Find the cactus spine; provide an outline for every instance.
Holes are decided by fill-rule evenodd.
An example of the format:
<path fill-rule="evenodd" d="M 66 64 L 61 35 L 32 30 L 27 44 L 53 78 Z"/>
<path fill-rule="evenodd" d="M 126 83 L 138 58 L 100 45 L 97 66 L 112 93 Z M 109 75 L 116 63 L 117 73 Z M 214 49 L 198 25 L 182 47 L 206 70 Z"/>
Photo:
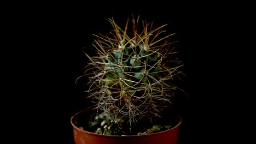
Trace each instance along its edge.
<path fill-rule="evenodd" d="M 131 27 L 128 18 L 124 29 L 108 19 L 113 31 L 94 35 L 95 55 L 85 52 L 88 98 L 96 100 L 95 109 L 107 114 L 108 123 L 127 120 L 131 126 L 161 117 L 177 89 L 172 82 L 183 75 L 183 64 L 175 56 L 177 41 L 170 41 L 174 34 L 164 34 L 166 25 L 153 28 L 153 22 L 142 20 L 139 25 L 139 17 L 132 15 Z"/>

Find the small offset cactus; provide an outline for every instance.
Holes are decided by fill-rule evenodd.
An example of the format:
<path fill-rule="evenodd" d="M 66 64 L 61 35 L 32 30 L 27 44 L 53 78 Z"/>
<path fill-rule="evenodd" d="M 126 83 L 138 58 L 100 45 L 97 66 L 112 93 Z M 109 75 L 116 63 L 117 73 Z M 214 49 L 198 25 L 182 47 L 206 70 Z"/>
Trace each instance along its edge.
<path fill-rule="evenodd" d="M 89 78 L 88 98 L 99 113 L 107 114 L 109 125 L 125 123 L 131 130 L 141 121 L 163 116 L 178 89 L 176 79 L 184 75 L 175 51 L 177 41 L 170 41 L 174 33 L 165 34 L 166 25 L 153 28 L 153 22 L 139 17 L 128 18 L 124 29 L 108 19 L 113 31 L 94 34 L 95 52 L 85 51 L 90 62 L 78 78 Z"/>

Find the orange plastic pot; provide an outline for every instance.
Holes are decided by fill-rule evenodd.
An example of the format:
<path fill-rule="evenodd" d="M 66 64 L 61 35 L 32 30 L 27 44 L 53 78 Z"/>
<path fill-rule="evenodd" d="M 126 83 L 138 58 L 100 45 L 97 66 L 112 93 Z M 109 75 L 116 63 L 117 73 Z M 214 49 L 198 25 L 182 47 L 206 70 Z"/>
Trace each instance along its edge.
<path fill-rule="evenodd" d="M 76 144 L 177 144 L 178 142 L 182 123 L 181 117 L 178 118 L 178 123 L 175 127 L 164 131 L 142 135 L 117 136 L 100 135 L 79 129 L 79 121 L 85 121 L 89 113 L 89 110 L 86 109 L 71 117 Z"/>

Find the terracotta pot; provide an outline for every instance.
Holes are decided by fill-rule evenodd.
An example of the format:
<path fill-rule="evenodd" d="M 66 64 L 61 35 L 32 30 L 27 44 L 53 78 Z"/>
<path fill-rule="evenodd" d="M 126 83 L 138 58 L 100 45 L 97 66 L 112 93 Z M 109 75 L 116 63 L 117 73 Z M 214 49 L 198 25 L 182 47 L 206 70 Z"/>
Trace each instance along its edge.
<path fill-rule="evenodd" d="M 76 144 L 177 144 L 182 122 L 179 117 L 178 124 L 173 128 L 154 134 L 142 135 L 104 135 L 89 132 L 79 128 L 79 121 L 86 121 L 89 109 L 74 114 L 71 119 L 74 140 Z"/>

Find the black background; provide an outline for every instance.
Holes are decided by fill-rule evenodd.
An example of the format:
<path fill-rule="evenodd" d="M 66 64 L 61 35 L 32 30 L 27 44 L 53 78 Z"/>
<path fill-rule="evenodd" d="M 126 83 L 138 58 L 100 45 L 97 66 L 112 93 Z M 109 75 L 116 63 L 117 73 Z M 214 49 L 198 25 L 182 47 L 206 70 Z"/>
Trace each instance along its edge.
<path fill-rule="evenodd" d="M 238 30 L 230 26 L 243 19 L 237 17 L 240 13 L 231 11 L 229 5 L 222 4 L 58 3 L 13 12 L 7 16 L 11 27 L 6 29 L 8 34 L 17 38 L 10 46 L 16 58 L 14 74 L 8 77 L 14 79 L 9 79 L 8 85 L 10 93 L 17 92 L 14 99 L 18 108 L 25 107 L 18 109 L 20 115 L 15 116 L 14 121 L 19 122 L 15 124 L 21 127 L 19 133 L 25 134 L 22 138 L 38 141 L 33 143 L 73 143 L 70 118 L 88 104 L 74 84 L 86 64 L 82 49 L 91 45 L 92 33 L 110 28 L 106 18 L 113 16 L 123 22 L 132 14 L 155 19 L 156 26 L 169 23 L 166 30 L 176 33 L 179 39 L 188 75 L 184 86 L 190 97 L 182 104 L 180 144 L 228 142 L 232 136 L 226 134 L 236 133 L 232 130 L 237 124 L 232 115 L 241 119 L 244 115 L 240 111 L 244 104 L 233 103 L 240 100 L 235 96 L 239 89 L 242 93 L 246 89 L 238 76 L 241 69 L 236 69 L 245 64 L 240 61 L 244 56 L 234 46 L 234 40 L 242 39 L 232 39 Z M 28 130 L 29 133 L 24 132 Z"/>

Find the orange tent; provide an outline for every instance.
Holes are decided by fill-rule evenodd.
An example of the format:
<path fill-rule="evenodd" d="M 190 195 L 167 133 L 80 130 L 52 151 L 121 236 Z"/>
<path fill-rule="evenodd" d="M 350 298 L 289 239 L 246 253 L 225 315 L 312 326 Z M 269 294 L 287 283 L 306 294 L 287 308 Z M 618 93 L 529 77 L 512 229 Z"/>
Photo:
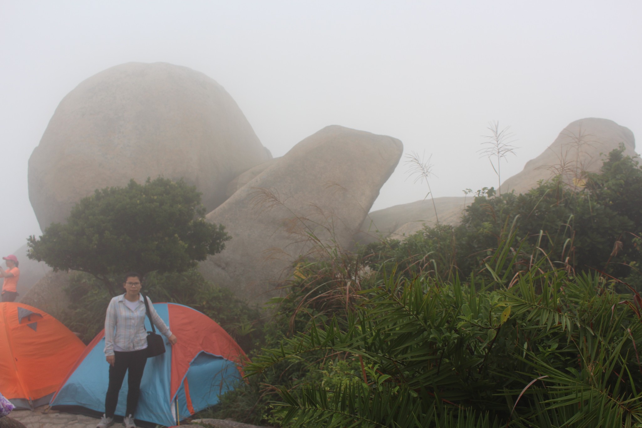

+-------+

### DIRECTIONS
Revise these lines so that every "provide an outline" becomes "draw an outline" and nothing else changes, and leave the pictures out.

### CORRECT ANSWER
Find the cactus spine; draw an outline for every instance.
Holes are decided by fill-rule evenodd.
An example of the format:
<path fill-rule="evenodd" d="M 66 64 L 61 35 L 32 30 L 27 44 L 53 78 Z"/>
<path fill-rule="evenodd" d="M 126 83 L 138 58 L 100 45 L 97 66 L 112 93 Z M 109 75 L 116 63 L 117 73 Z M 214 49 L 198 25 L 182 47 L 206 70 Z"/>
Photo:
Trace each instance along its edge.
<path fill-rule="evenodd" d="M 131 27 L 128 18 L 124 29 L 108 19 L 113 31 L 94 35 L 95 55 L 85 52 L 88 98 L 96 100 L 95 109 L 107 114 L 108 123 L 127 120 L 131 126 L 161 117 L 177 89 L 172 82 L 183 75 L 183 64 L 175 56 L 177 41 L 170 41 L 174 34 L 164 34 L 166 25 L 153 28 L 153 22 L 142 20 L 139 25 L 139 17 L 132 15 Z"/>

Find the small offset cactus; draw an outline for every instance.
Holes are decided by fill-rule evenodd.
An example of the format:
<path fill-rule="evenodd" d="M 66 64 L 61 35 L 32 30 L 27 44 L 53 78 Z"/>
<path fill-rule="evenodd" d="M 126 83 L 138 58 L 100 45 L 97 66 L 112 93 Z M 109 75 L 116 63 L 117 73 Z M 214 49 L 198 25 L 182 47 L 206 70 Z"/>
Trace each instance along its edge.
<path fill-rule="evenodd" d="M 89 78 L 88 98 L 99 113 L 107 114 L 109 125 L 125 123 L 131 130 L 141 121 L 163 116 L 178 89 L 176 79 L 184 75 L 175 51 L 177 41 L 170 41 L 174 33 L 165 34 L 166 25 L 153 28 L 153 22 L 139 17 L 128 18 L 124 29 L 108 19 L 113 31 L 94 34 L 95 52 L 85 51 L 90 62 L 78 78 Z"/>

Find the orange plastic pot; draw an outline for every instance.
Holes are decided by fill-rule evenodd.
An example of the format:
<path fill-rule="evenodd" d="M 66 64 L 61 35 L 32 30 L 27 44 L 53 78 Z"/>
<path fill-rule="evenodd" d="M 126 83 L 138 58 L 100 45 L 97 66 L 112 93 Z M 109 75 L 116 63 L 117 73 Z M 214 49 L 198 25 L 182 47 L 206 70 Z"/>
Trace each instance along its edge.
<path fill-rule="evenodd" d="M 76 144 L 177 144 L 178 142 L 182 123 L 181 117 L 178 118 L 178 123 L 175 127 L 164 131 L 142 135 L 117 136 L 100 135 L 79 129 L 79 121 L 85 121 L 89 113 L 89 110 L 86 109 L 71 117 Z"/>

Find the terracotta pot; draw an outline for every instance.
Holes are decided by fill-rule evenodd.
An example of the format:
<path fill-rule="evenodd" d="M 66 64 L 61 35 L 32 30 L 27 44 L 53 78 Z"/>
<path fill-rule="evenodd" d="M 126 83 L 138 58 L 100 45 L 97 66 L 112 93 Z M 109 75 L 116 63 L 117 73 Z M 214 49 L 198 25 L 182 47 L 206 70 Z"/>
Trace each instance along its edge.
<path fill-rule="evenodd" d="M 76 144 L 177 144 L 182 122 L 179 117 L 178 124 L 173 128 L 154 134 L 142 135 L 104 135 L 89 132 L 79 128 L 79 121 L 86 121 L 89 109 L 74 114 L 71 119 L 74 140 Z"/>

Find the black background; draw an outline for every instance.
Holes are decided by fill-rule evenodd.
An example of the format:
<path fill-rule="evenodd" d="M 66 64 L 61 35 L 32 30 L 27 44 L 53 78 Z"/>
<path fill-rule="evenodd" d="M 126 83 L 138 58 L 100 45 L 97 66 L 112 93 Z M 109 75 L 116 63 L 117 73 Z M 214 49 L 198 25 L 182 47 L 206 70 Z"/>
Trace each instance along its edge.
<path fill-rule="evenodd" d="M 238 30 L 230 26 L 243 19 L 237 17 L 240 13 L 231 11 L 229 5 L 222 4 L 58 3 L 13 12 L 7 16 L 11 27 L 6 29 L 8 34 L 17 38 L 10 46 L 16 58 L 14 74 L 8 77 L 14 79 L 9 79 L 8 85 L 10 93 L 17 92 L 14 99 L 18 108 L 25 107 L 18 109 L 20 115 L 15 116 L 14 121 L 19 122 L 15 124 L 21 127 L 19 133 L 25 134 L 22 138 L 38 141 L 33 143 L 73 143 L 70 118 L 88 104 L 74 84 L 86 64 L 82 49 L 91 45 L 92 33 L 110 28 L 106 18 L 113 16 L 123 22 L 132 14 L 155 19 L 156 26 L 169 23 L 166 30 L 176 33 L 179 39 L 188 75 L 184 86 L 190 97 L 182 104 L 180 144 L 228 142 L 232 136 L 226 134 L 236 133 L 232 130 L 237 124 L 232 115 L 241 119 L 244 115 L 240 111 L 244 104 L 233 103 L 240 100 L 235 96 L 239 89 L 242 93 L 246 89 L 238 76 L 241 69 L 236 69 L 245 64 L 240 61 L 244 56 L 234 46 L 234 40 L 242 39 L 232 39 Z M 28 130 L 29 133 L 24 132 Z"/>

Find the orange tent; draw an outline for every instance.
Holes are decided by fill-rule evenodd.
An example of the format:
<path fill-rule="evenodd" d="M 190 195 L 167 133 L 80 130 L 52 151 L 121 236 Z"/>
<path fill-rule="evenodd" d="M 350 298 L 289 239 L 246 253 L 225 315 L 312 326 Z M 269 294 L 287 283 L 306 294 L 287 308 Z M 618 93 L 529 77 L 512 229 Z"/>
Photo:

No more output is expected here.